Problem:
Reproduce the data below in full and to the letter, images excepted.

Exercise materials:
..............................
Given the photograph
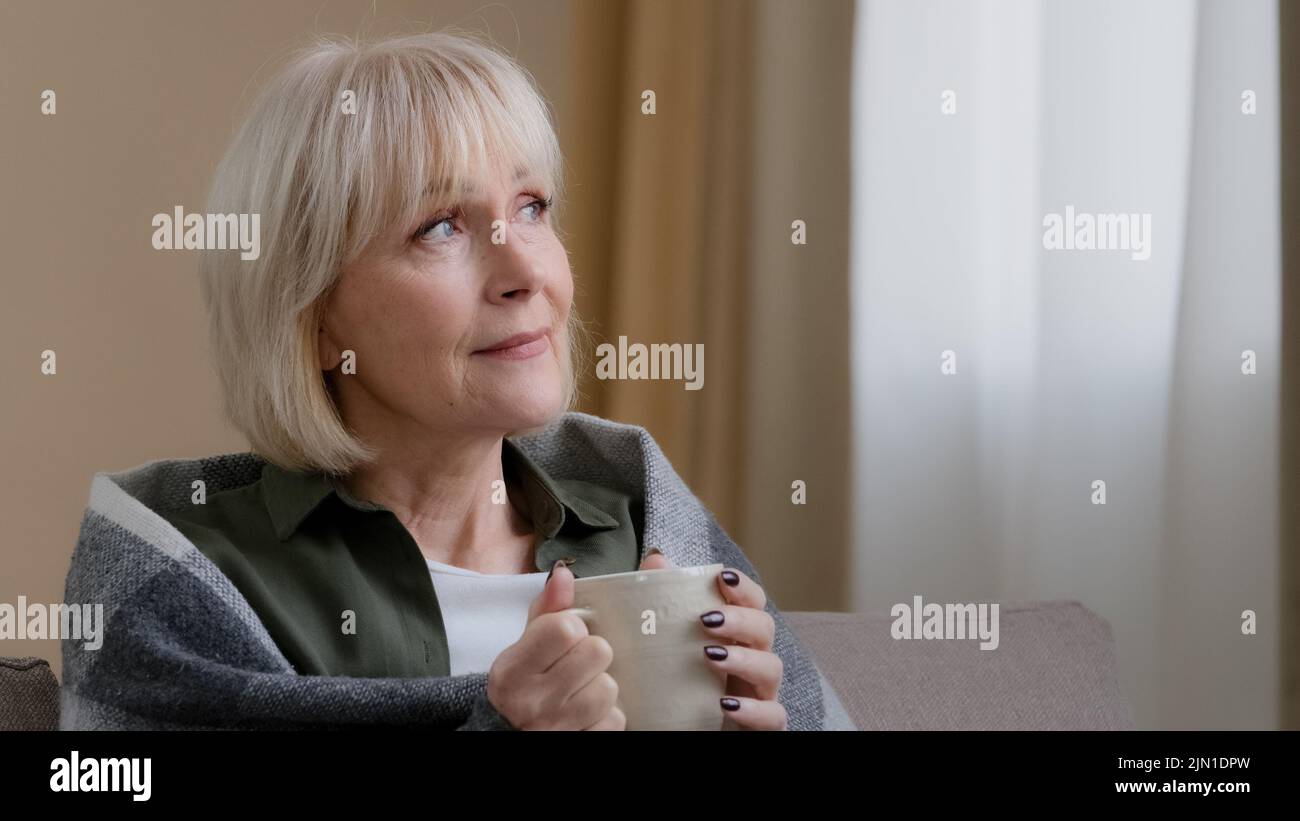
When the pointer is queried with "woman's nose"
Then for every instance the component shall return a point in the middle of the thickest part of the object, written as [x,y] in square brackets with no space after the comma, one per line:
[514,269]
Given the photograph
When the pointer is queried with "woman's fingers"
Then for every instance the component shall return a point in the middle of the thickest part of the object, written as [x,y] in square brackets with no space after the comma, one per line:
[759,669]
[739,589]
[740,625]
[654,561]
[753,713]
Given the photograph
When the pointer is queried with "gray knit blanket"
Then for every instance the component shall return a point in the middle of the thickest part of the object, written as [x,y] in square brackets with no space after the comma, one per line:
[183,650]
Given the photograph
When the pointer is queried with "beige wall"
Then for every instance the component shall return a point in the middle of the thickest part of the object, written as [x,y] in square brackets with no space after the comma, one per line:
[147,96]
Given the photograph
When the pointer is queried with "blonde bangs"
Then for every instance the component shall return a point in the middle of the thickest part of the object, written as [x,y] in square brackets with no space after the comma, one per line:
[349,142]
[476,121]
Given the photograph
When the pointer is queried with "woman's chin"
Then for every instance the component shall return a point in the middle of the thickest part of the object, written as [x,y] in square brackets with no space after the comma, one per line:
[532,412]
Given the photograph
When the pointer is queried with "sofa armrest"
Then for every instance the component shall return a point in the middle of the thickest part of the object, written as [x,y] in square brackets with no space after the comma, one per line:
[1053,669]
[29,695]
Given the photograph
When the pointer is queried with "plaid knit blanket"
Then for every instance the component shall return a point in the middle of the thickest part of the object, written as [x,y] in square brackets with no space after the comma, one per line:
[183,650]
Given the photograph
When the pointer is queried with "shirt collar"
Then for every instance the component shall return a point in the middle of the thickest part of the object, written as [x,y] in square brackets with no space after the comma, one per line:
[291,496]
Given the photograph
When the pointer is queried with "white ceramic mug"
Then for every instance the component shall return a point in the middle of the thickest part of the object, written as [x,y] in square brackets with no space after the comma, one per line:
[651,621]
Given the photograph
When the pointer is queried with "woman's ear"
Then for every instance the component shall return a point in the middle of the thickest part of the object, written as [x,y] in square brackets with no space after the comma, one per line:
[330,353]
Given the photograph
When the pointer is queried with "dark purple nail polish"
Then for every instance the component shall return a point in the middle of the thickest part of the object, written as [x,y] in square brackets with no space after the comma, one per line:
[558,563]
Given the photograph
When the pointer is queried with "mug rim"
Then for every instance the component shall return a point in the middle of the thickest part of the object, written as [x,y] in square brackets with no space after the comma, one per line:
[690,569]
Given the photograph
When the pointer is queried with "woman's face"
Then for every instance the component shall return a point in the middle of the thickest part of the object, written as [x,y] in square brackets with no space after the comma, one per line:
[424,305]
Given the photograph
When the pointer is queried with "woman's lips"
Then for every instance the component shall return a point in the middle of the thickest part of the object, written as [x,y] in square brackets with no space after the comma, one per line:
[527,350]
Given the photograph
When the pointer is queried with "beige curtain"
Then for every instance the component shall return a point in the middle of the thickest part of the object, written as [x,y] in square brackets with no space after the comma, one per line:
[679,229]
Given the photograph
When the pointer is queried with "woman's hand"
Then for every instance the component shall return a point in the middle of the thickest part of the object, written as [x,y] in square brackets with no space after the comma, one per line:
[554,677]
[742,650]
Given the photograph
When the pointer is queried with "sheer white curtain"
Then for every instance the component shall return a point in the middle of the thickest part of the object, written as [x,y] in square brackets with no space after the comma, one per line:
[1074,365]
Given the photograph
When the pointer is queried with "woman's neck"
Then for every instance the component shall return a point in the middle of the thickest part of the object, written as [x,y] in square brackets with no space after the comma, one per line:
[455,502]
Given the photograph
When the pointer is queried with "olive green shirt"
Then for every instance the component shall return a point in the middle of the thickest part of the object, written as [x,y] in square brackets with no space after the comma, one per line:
[342,586]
..............................
Result below:
Given the photograph
When the pointer is queried with "woman's nose"
Then for every instance the component shall return a point in the middle of the thickest part of the object, written as [x,y] in square brackets with no space after the comma, one per line:
[514,269]
Given the photograph
When the pointer is queried with "woman's fingers"
Then for every instance the component shall return a point in the middle of the thickest part of the object, written as [x,y] in square brackets with no space after the comma, one per line:
[759,669]
[739,589]
[740,625]
[654,561]
[753,713]
Given the photograph
When the pointer is queried with "gray knit blanket"
Then for every instance the component shall return a point in the middle of the thickest part of the object, written as [x,y] in square brackets with no space after the comma, one per line:
[183,650]
Given the photograph
When the pointer is queried with "beige wall"
Then for every instance the component shall return a point in the middle of the thickest part of the object, written as [x,y] in square brackets with no space after the comma, one per line:
[147,96]
Given the photograph
When the pointer is queried with "blonde bangs"
Then for every instance the component shall return a point in the middle of the thickest part of the object, written as [x,y] in square brackets with no space after the comma, one per line:
[349,142]
[476,121]
Given the photograph
When the pointer is queried with "woman's chin"
Then for every instance the component shall return a point in the middle of the thickest part of the object, written as [x,y] in square brackets with no space after the comma, one per line:
[532,412]
Given the photograph
When the pointer is queried with "sofa armrest"
Then for every instance the component shall return a point in the middle of the thickest part of the object, written as [x,y] in square brackets with no space after the comma, one per line:
[1053,669]
[29,695]
Given the photograph
When the pointer is queried with "plaid knit blanket"
Then for every instance the component shall return a point in the middle of the thickest part of the object, written as [x,y] in square brackets with no space after the comma, one per line:
[183,650]
Given the photograph
When the pointer is queried with "shirt collar"
Then for every instance the component shall return a point in the middle of the thickest part of the object, written as [x,y] in square brackets with no space after the comma, one per line:
[291,496]
Given the photograph
When the pointer is queried with "white ceramic mug"
Then for every instance the component shall return a point in the middle of the thickest part of the object, written as [x,y] in square brackets with no space after the comma, one per line:
[651,621]
Given the photograph
When the pointer is queried with "woman's ear"
Then for every instance the component shall return a point in the middle of the thickest part of the object, written as [x,y] in square brackets with no space after the comma, one per line:
[330,353]
Given the photograph
When the pointer is queried with "dark purple nail polish"
Then for every instance the component shall return a point in the middle of the thickest part of the object, written as [x,y] in square brackets with no space after the comma, one per line:
[558,563]
Given the photograph
When the pointer is queried with "mug rim"
Then for every instance the component shall return a point in the middle of the thickest part of the object, written as [x,y] in square brackets with no space after the comma, one per line:
[690,569]
Given the photograph
When the pointer is queried with "woman's face"
Then for every instance the component shall return a point in the middle of the thickest part of the object, written as [x,y] in square brackets with no space after the comma, one per line:
[424,305]
Given the photograph
When the pointer is queried with "woman's lips"
Then for every instance the component shall return a point in the middle of the thickest part of the object, written as [x,y] in square brackets with no space after the comma, one per line:
[527,350]
Given the photograph
When the pointer is queried with "beige curtain"
Then for every instance the component shall return a point in the middle of the thickest part of the object, written as [x,y] in square brackets with no space after the comma, one per line:
[679,229]
Given the photograph
When the pointer is queried with "woman's hand"
Then for every instance the component shall return a point in the middle of the thickest part of the object, written as [x,y] in square brackets with no space after the comma, one per line:
[554,677]
[742,650]
Given the photograph
When the pointer is queried with "sheer white curtain"
Then for every instance the component shall return a point in the middle of the thickest part of the object, written as [x,y] in square brackets with no space after the comma, one per line:
[1074,365]
Given the photograph
When the pointer is queried with "woman's neck"
Then for every instance the component shall return a point in the middle of the thickest part of the object, written as [x,y] in square brackets with no space after the comma, one per line:
[455,502]
Given the photograph
When the pointer is queried with "olive green shirt"
Then for every instance the component shall return a point in the middle of the thickest part of the object, written as [x,y] in square brackets with no space after the comma, one per line:
[342,586]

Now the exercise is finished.